→ **DIRECTION**:
Pick out each line below containing the string "find", with case counting, and copy those lines out.

+++ SUPPLIED RECORDS

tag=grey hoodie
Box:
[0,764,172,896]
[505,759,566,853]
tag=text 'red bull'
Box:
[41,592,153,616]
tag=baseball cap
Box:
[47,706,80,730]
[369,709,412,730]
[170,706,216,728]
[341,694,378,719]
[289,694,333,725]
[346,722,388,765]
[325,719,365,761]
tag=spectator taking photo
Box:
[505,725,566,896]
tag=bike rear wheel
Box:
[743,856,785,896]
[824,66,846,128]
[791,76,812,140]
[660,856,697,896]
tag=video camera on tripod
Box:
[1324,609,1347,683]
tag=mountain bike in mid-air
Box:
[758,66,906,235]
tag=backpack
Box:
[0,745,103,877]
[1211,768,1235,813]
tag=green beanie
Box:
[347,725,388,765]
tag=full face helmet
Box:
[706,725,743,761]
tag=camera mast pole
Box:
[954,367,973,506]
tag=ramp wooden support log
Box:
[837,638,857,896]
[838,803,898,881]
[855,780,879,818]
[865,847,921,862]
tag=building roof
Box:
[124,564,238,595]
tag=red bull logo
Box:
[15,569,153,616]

++++++
+++ SUPPLIED RECORDS

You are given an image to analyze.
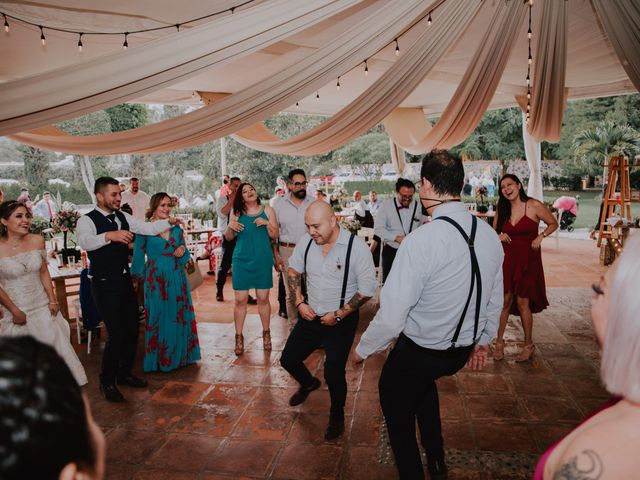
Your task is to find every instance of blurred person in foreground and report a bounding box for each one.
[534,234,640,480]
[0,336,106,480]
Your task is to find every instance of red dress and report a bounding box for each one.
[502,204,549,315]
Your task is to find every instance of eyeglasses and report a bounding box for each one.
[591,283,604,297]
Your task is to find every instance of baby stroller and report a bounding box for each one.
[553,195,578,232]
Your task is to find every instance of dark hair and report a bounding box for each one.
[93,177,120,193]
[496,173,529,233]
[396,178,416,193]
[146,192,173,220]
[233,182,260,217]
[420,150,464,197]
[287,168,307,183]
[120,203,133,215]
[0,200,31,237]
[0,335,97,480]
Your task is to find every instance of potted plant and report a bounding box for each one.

++++++

→ **PROBLEM SOLUTION**:
Your task is to find every instance of blurred person in foreground and report a bounding box for each one.
Your task is to find every instance of red dress and report a bounding box for each one.
Your task is to find every instance of eyeglasses and report a bounding box for each one.
Your task is to find every instance of baby stroller and report a bounding box for each one.
Your task is to find every instance of dark hair and report a bounding box for each one.
Your task is to find every instance of potted plant and report a bounding box for each one.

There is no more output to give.